WHAT YOU NEED TO DO – Replace "tall palm tree" with "palm tree" throughout the data below and give back every line with nothing else altered, leaving out the pictures.

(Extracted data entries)
[start]

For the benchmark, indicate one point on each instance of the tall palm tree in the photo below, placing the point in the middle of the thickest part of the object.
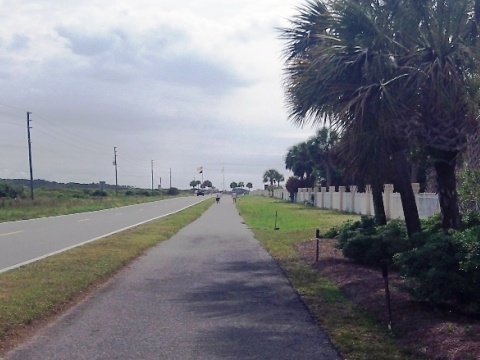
(415, 59)
(299, 161)
(272, 176)
(337, 69)
(442, 63)
(320, 150)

[end]

SOLUTION FOR THIS TASK –
For the benchmark, indicate one point on each instance of the palm tree in the photo below, placing the point in the middle of the thickest part of the object.
(415, 59)
(299, 161)
(272, 176)
(337, 69)
(442, 63)
(320, 150)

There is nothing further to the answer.